**Text segment**:
The Delhi airport authorities on Saturday said 20 dedicated counters have been set up for the passengers arriving from "at risk" countries and having pre-booked their mandatory COVID-19 test, after many flyers complained of chaos and crowding at the terminal following the implementation of new travel guidelines.
According to the Union Health Ministry's guidelines issued earlier this week, all passengers coming from "at-risk" countries have to compulsorily undergo PCR test and two per cent of passengers arriving from other countries would have to take the test on a random basis.
The passengers will have to wait for the results before leaving the airport or taking a connecting flight, according to the guidelines.
"For the convenience of the passengers, DIAL has set up 20 dedicated counters on arrival piers for passengers who have pre-booked their RT-PCR/Rapid PCR test," Delhi International Airport Limited said.
There will be dedicated queues for these passengers, it noted.
They will save the time taken for registration and will proceed directly for testing, it added.
Commenting on a tweet about the situation at the Delhi airport after the new travel rules kicked in, Congress MP Karti Chidambaram said, "As I feared & warned. Total confusion & crowding in airports."
A Twitter user tagged Health Minister Mansukh Mandaviya and Civil Aviation Minister Jyotiraditya Scindia in a tweet and said, "No doubt our govt doing tremendous job in COVID-19 and taking all possible precautions on international flier testing. But if review Delhi airport is getting chaos day by day. No proper guidances and informations, no social distancing (sic)."
"Travellers are facing lots of issues, not having smooth instructions and information to follow in proper queue from RT-PCR to Emigration and luggage collection.... Indian with family planned their travel after 2-3 yrs. So please help them for smooth journey," the user wrote on Saturday.
Another Twitter user shared pictures of long queues at the terminal and said on Friday, "Taxes Paid, Airport Charges paid. Huge rush but available resources are not being utilised. For 1 hour of flight approx 3 hours need to be spent in queue for processes to be completed."
The Union Health Ministry's recent guidelines have come due to the fear of Omicron variant of the coronavirus that reportedly has higher transmissibility.

**Exercise data**:

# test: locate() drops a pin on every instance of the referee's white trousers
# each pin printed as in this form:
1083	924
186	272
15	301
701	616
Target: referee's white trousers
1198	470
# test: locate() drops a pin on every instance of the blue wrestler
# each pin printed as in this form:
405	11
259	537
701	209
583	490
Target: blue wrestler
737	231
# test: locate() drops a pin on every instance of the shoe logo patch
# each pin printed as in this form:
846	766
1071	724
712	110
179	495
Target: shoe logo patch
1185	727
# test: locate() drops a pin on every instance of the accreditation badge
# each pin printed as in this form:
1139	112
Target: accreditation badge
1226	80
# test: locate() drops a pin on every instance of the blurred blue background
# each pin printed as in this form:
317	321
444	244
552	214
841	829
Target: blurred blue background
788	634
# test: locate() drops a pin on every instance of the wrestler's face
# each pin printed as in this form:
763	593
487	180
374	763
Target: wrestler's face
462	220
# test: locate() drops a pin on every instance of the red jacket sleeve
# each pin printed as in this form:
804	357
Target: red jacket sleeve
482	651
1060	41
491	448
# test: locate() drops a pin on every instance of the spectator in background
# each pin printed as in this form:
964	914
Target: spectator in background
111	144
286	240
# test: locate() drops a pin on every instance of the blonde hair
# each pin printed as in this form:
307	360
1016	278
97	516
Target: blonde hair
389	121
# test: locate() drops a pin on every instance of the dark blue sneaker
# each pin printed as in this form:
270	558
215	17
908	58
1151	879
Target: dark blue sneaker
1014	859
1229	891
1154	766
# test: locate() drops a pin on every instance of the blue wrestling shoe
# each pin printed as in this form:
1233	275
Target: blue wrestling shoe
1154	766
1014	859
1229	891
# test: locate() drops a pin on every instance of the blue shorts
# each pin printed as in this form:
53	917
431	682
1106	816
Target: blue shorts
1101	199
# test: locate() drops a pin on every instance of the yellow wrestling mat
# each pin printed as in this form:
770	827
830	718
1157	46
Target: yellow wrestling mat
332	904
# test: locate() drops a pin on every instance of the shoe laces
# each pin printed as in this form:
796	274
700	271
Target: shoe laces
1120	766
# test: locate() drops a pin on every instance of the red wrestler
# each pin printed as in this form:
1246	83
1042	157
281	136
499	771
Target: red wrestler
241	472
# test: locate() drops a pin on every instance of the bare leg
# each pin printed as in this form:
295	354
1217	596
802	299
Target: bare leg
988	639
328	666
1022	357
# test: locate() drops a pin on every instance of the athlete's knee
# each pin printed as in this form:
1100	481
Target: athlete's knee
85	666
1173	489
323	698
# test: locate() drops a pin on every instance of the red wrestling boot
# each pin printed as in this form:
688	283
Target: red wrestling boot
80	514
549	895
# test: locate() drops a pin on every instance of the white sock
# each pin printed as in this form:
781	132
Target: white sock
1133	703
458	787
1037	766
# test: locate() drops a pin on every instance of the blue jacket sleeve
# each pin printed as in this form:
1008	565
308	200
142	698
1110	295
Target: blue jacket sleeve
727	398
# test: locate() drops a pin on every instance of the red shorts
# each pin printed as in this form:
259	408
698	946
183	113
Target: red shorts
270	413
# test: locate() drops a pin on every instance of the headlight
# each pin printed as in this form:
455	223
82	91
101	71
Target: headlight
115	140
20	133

**Tasks to complete**:
[a] Write out the part of the Delhi airport testing article starting with "The passengers will" and going on through "Airport Limited said.".
[b] Continue the article on Delhi airport's COVID-19 testing counters from where it stops.

**Results by task**:
[a]
The passengers will have to wait for the results before leaving the airport or taking a connecting flight, according to the guidelines.
"For the convenience of the passengers, DIAL has set up 20 dedicated counters on arrival piers for passengers who have pre-booked their RT-PCR/Rapid PCR test," Delhi International Airport Limited said.

[b]
In a bid to ease the RT-PCR/Rapid PCR booking process for the passengers, DIAL, in collaboration with the Ministry of Civil Aviation and the Ministry of Health and Family Welfare, has allowed for online payment to pre-book the test from the originating airport itself, it mentioned.
About 80 per cent of the international arriving passengers from "at-risk" countries opt for Rapid PCR, it said.
Rapid PCR test costs a passenger Rs 3,500 but the results come in 60-90 minutes. RT-PCR costs a passenger Rs 500 and the results come in around 6 hours. Passenger coming from an "at risk" country can choose either of the tests.
Countries in Europe including the UK, South Africa, Brazil, Botswana, China, Zimbabwe, Mauritius, New Zealand, Hong Kong, Singapore and Israel have been placed in the 'at-risk' category by the Union Health Ministry.
DIAL said it is also facilitating RT-PCR tests of two per cent international arriving passengers who are not from at-risk countries.
A 33-year-old man from Thane district near Mumbai who had arrived at the Delhi airport from South Africa via Dubai before flying to the Maharashtra capital has tested positive for the Omicron variant of coronavirus, making him the first such case in Maharashtra and fourth in India, officials said on Saturday.
Three cases with the Omicron variant -- two in Karnataka and one in Gujarat -- have already been detected in the country.
With 8,603 people testing positive for the coronavirus infection in a day, India's tally of cases rose to 3,46,24,360, but active cases declined to 99,974, according to Union Health Ministry data updated on Saturday.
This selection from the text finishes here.